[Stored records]
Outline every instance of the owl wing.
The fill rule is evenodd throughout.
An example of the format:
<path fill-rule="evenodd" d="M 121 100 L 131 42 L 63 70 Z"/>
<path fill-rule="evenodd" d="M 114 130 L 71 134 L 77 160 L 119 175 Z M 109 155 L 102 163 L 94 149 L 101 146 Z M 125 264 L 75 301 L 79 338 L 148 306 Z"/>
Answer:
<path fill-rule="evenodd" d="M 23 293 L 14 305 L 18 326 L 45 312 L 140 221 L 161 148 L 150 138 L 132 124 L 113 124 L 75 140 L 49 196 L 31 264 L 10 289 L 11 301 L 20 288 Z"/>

• **PROMPT**:
Make an exact copy of all the entries above.

• **RESULT**:
Outline every instance of the owl wing.
The fill rule is evenodd throughout.
An example of the format:
<path fill-rule="evenodd" d="M 121 100 L 131 42 L 63 70 Z"/>
<path fill-rule="evenodd" d="M 114 130 L 71 134 L 77 160 L 119 175 Z M 109 155 L 102 163 L 94 149 L 101 146 Z M 125 264 L 75 301 L 79 338 L 148 306 Z"/>
Answer:
<path fill-rule="evenodd" d="M 23 293 L 14 305 L 18 326 L 45 312 L 140 221 L 161 148 L 150 138 L 132 124 L 113 124 L 75 140 L 49 196 L 31 264 L 10 289 L 11 301 L 20 288 Z"/>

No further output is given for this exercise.